Quoted passage:
What Are the Symptoms of Kaposi’s Sarcoma?

It may take a long time for you or your doctor to see symptoms of Kaposi’s sarcoma (KS). If you are exposed to risk factors or think you have KS, see a doctor. The major symptoms of KS are lesions, lymphedema, and swelling of the lymph nodes. Unexplained fever or unwanted weight loss are also symptoms.

These are some of the symptoms of AIDS-related KS.


Lesions normally start out as flat or slightly raised colored spots on the skin. Sometimes they grow just below the skin and do not have an unusual color. Lesions can grow anywhere on your body. They most often start on the legs, nose, feet, or on parts of the ears, mouth, or sex organs.

Most people with AIDS-related KS have lesions in many places. As the lesions grow, they may turn pink or red. Sometimes lesions can turn blue, purple, or brown. In dark-skinned people, the lesions may be dark brown or black. Lesions do not normally cause pain.

Sores in your mouth or throat that bleed. One out of every 3 people with AIDS-related KS will get lesions in the mouth and throat. These lesions usually show up on the roof of the mouth, called the palate. They often appear on the gums, voice box (larynx), tonsils, tongue, and windpipe. Lesions on the palate usually cause no symptoms and often go unnoticed. Lesions in the mouth and throat may get sore and even bleed. They may make it hard for you to eat, swallow, and breathe.

Recorded information:
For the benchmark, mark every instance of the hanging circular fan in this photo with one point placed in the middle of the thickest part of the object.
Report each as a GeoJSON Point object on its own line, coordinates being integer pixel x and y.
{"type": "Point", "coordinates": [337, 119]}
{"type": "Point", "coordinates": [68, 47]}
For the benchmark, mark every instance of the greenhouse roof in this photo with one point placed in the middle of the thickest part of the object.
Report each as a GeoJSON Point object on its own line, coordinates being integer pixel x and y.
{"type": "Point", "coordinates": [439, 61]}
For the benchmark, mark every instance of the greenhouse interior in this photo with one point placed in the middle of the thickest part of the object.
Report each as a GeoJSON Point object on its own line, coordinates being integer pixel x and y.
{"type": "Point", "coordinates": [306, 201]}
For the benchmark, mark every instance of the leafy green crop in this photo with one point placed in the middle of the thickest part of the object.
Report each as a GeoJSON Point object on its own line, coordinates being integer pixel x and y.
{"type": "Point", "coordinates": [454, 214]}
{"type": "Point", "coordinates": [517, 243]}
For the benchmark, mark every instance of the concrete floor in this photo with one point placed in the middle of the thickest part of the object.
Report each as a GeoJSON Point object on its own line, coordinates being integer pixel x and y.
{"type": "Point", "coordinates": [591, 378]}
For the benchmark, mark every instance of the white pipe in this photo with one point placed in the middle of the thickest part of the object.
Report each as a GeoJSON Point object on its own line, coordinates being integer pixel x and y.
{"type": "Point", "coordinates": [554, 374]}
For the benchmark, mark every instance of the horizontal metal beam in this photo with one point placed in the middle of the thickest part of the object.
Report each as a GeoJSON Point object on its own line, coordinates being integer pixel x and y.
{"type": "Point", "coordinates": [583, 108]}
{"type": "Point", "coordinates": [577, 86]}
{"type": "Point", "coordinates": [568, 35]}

...

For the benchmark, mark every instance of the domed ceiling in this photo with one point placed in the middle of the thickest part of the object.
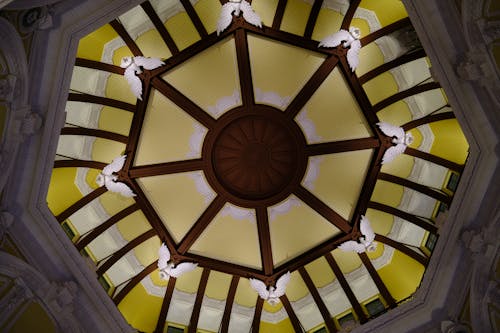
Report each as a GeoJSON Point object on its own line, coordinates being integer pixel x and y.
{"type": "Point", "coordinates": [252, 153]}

==

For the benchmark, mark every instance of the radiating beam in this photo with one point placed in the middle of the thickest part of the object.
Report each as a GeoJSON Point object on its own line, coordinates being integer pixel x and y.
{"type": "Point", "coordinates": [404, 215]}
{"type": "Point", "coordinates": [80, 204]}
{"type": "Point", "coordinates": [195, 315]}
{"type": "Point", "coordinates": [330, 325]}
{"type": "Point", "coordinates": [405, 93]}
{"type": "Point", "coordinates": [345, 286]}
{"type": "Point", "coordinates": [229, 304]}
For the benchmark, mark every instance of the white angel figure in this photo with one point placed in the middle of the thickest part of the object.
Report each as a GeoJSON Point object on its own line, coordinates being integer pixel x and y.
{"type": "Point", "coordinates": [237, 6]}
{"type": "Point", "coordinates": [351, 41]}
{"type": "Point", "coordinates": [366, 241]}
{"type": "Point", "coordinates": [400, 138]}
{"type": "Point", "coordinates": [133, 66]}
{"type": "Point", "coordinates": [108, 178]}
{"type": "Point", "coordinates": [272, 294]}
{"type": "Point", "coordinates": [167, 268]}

Tasks for this exercise:
(A) In the text on Kaposi's sarcoma symptoms, why do lesions on the palate often go unnoticed? Explain in one to three sentences.
(B) According to the Kaposi's sarcoma symptoms text, how many people with AIDS-related KS will get lesions in the mouth and throat?
(C) Duplicate the part of the Kaposi's sarcoma symptoms text starting at "Most people with" and ending at "swallow, and breathe.".

Solutions by task:
(A) Lesions on the palate, the roof of the mouth, usually cause no symptoms. That is why they often go unnoticed.

(B) One out of every 3 people.

(C)
Most people with AIDS-related KS have lesions in many places. As the lesions grow, they may turn pink or red. Sometimes lesions can turn blue, purple, or brown. In dark-skinned people, the lesions may be dark brown or black. Lesions do not normally cause pain.

Sores in your mouth or throat that bleed. One out of every 3 people with AIDS-related KS will get lesions in the mouth and throat. These lesions usually show up on the roof of the mouth, called the palate. They often appear on the gums, voice box (larynx), tonsils, tongue, and windpipe. Lesions on the palate usually cause no symptoms and often go unnoticed. Lesions in the mouth and throat may get sore and even bleed. They may make it hard for you to eat, swallow, and breathe.